• [What the task asks]: Exactly reproduce the line that contains "Hi annotator, your task is to find the ant abdomen" and all lines after it in the entries below, through the very last line.

___ Extracted data ___

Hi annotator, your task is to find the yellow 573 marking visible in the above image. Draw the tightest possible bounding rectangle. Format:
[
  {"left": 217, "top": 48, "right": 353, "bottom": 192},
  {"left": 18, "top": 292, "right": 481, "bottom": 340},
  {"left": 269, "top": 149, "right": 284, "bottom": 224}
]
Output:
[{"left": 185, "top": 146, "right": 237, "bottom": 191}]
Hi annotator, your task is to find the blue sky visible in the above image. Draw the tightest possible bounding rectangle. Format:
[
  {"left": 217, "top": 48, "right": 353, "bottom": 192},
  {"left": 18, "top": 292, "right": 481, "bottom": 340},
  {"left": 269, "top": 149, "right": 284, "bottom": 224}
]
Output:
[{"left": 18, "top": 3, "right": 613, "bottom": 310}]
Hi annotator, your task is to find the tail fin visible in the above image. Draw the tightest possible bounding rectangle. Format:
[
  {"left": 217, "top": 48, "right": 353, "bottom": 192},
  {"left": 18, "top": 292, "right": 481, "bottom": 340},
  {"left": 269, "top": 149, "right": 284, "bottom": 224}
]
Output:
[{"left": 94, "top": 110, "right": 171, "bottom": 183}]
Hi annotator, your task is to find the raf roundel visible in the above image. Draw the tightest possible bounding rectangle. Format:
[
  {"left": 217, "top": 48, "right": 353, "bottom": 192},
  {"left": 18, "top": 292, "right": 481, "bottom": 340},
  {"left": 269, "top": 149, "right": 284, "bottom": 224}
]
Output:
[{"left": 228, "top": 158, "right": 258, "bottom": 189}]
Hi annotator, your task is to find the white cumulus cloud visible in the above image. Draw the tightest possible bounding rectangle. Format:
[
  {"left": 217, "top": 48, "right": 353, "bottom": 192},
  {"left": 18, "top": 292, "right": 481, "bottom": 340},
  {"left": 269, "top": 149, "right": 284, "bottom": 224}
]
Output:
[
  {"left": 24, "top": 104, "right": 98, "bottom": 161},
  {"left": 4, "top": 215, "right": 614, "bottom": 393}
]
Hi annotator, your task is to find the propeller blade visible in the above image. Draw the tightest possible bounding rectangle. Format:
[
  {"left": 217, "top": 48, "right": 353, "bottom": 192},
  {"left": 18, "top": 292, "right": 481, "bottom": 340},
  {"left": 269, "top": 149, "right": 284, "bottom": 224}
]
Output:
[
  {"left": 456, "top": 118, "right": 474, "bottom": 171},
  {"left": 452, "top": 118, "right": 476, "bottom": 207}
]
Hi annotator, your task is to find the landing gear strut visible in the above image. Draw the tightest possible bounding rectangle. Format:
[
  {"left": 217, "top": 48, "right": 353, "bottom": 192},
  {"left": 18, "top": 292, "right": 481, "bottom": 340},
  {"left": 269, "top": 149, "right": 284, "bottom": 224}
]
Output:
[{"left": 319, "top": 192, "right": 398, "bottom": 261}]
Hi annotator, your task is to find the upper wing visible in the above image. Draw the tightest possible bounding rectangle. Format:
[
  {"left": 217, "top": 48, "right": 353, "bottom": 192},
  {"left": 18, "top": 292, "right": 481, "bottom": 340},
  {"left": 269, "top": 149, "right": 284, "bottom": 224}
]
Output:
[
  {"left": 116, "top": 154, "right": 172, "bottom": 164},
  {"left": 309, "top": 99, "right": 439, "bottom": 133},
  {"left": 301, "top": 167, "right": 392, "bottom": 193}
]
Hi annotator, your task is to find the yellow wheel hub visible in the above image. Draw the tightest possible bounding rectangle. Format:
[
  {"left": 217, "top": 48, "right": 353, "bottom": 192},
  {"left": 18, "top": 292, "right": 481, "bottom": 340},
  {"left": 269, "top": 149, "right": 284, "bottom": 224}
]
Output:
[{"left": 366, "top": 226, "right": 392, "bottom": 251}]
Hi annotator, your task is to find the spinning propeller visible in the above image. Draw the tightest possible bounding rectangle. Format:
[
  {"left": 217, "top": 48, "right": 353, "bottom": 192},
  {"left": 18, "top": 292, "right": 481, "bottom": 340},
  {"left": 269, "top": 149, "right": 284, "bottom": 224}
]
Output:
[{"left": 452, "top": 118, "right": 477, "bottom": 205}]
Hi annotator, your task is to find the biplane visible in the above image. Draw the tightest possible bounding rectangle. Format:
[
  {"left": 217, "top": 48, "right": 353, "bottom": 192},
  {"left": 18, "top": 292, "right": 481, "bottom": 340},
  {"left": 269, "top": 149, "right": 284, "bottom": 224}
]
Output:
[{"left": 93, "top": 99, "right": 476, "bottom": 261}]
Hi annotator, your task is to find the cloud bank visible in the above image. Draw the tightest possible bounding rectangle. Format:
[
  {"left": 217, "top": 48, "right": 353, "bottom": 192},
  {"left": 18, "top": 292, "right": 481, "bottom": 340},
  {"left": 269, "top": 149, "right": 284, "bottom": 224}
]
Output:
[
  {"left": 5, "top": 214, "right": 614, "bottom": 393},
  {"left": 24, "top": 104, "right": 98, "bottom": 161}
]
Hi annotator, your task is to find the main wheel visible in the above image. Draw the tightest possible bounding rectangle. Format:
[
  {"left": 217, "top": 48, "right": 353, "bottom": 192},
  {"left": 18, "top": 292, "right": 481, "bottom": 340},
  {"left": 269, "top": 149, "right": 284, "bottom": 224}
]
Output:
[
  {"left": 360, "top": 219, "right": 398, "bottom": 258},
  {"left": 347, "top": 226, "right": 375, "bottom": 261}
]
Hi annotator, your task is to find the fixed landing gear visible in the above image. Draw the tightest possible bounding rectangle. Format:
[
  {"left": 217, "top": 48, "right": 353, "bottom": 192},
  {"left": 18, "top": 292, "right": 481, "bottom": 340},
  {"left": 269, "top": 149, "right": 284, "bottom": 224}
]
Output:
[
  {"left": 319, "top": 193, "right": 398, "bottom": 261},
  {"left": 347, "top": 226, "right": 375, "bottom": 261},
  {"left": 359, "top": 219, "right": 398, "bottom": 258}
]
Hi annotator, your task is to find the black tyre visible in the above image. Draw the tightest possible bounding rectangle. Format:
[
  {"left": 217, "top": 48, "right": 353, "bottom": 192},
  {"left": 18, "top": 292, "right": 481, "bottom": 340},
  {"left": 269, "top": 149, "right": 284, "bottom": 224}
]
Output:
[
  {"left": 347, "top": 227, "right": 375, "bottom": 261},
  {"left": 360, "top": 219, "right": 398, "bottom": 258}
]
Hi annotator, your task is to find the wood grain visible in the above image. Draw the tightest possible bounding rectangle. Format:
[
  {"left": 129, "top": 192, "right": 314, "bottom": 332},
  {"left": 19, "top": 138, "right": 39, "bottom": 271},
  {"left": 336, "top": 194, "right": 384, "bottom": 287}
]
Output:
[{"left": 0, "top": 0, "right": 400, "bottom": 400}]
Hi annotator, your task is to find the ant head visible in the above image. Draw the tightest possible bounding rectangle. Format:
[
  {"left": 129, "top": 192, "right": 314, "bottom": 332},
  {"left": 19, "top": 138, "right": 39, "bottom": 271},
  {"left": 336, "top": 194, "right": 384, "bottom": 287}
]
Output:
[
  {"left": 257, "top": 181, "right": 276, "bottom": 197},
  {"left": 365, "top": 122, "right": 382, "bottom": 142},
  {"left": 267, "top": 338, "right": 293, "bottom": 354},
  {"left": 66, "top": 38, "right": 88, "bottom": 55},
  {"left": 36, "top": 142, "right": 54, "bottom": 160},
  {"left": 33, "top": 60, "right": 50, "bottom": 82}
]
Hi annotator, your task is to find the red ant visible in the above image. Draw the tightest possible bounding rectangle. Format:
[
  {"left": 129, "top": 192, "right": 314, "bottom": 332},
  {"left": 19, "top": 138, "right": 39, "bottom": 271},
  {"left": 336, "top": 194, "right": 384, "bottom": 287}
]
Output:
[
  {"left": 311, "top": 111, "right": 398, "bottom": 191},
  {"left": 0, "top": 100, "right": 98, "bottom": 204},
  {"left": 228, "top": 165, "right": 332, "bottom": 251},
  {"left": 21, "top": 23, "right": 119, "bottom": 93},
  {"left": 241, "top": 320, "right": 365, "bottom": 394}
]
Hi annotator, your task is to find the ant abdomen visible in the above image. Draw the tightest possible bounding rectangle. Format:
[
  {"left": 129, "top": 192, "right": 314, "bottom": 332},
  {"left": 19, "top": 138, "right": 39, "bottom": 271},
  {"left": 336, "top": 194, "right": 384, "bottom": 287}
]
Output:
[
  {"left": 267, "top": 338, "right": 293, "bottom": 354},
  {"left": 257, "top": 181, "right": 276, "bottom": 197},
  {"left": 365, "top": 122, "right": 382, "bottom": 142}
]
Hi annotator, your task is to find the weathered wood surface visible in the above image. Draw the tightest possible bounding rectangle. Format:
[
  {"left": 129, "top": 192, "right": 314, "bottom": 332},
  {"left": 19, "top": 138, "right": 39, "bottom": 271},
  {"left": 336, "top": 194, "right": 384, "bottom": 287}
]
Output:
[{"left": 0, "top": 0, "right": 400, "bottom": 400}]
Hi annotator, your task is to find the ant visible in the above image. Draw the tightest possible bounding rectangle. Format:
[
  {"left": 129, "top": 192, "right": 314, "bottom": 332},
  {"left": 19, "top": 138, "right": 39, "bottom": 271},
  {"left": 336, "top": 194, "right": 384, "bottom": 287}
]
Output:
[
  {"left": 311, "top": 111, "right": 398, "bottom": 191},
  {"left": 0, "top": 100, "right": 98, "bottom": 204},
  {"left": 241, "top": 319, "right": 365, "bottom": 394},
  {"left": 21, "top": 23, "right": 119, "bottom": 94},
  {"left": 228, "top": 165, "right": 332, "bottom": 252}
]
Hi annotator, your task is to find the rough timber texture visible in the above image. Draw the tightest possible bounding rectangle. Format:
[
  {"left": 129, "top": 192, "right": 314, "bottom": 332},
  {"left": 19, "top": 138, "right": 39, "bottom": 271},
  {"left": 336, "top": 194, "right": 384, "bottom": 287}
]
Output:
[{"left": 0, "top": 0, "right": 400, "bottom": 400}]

___

• [Solution for this problem]:
Hi annotator, your task is to find the ant abdomen visible in the above image. Draw the tightest possible bounding rectangle. Format:
[
  {"left": 129, "top": 192, "right": 314, "bottom": 332},
  {"left": 19, "top": 138, "right": 39, "bottom": 271},
  {"left": 336, "top": 194, "right": 384, "bottom": 287}
]
Output:
[
  {"left": 267, "top": 338, "right": 293, "bottom": 354},
  {"left": 257, "top": 181, "right": 276, "bottom": 197},
  {"left": 365, "top": 122, "right": 382, "bottom": 142}
]
Hi annotator, your task is to find the weathered wood surface visible in the above image. Draw the tightest possible bounding rectangle. Format:
[
  {"left": 129, "top": 192, "right": 314, "bottom": 332},
  {"left": 19, "top": 138, "right": 39, "bottom": 271},
  {"left": 336, "top": 194, "right": 384, "bottom": 287}
]
Output:
[{"left": 0, "top": 0, "right": 400, "bottom": 400}]
Hi annotator, your task is to find the ant visible in the above image. Draw the tightest possible bounding rectangle. Format:
[
  {"left": 129, "top": 192, "right": 314, "bottom": 332},
  {"left": 19, "top": 138, "right": 39, "bottom": 271},
  {"left": 336, "top": 194, "right": 384, "bottom": 287}
]
Output:
[
  {"left": 311, "top": 111, "right": 398, "bottom": 191},
  {"left": 0, "top": 100, "right": 98, "bottom": 204},
  {"left": 241, "top": 319, "right": 365, "bottom": 394},
  {"left": 21, "top": 23, "right": 119, "bottom": 94},
  {"left": 228, "top": 165, "right": 332, "bottom": 252}
]
Hi annotator, your task is to find the rough timber texture visible in the above image. Draw the tightest possible bounding rectangle. Format:
[
  {"left": 129, "top": 192, "right": 314, "bottom": 332},
  {"left": 19, "top": 138, "right": 39, "bottom": 271},
  {"left": 336, "top": 194, "right": 384, "bottom": 287}
]
Output:
[{"left": 0, "top": 0, "right": 400, "bottom": 400}]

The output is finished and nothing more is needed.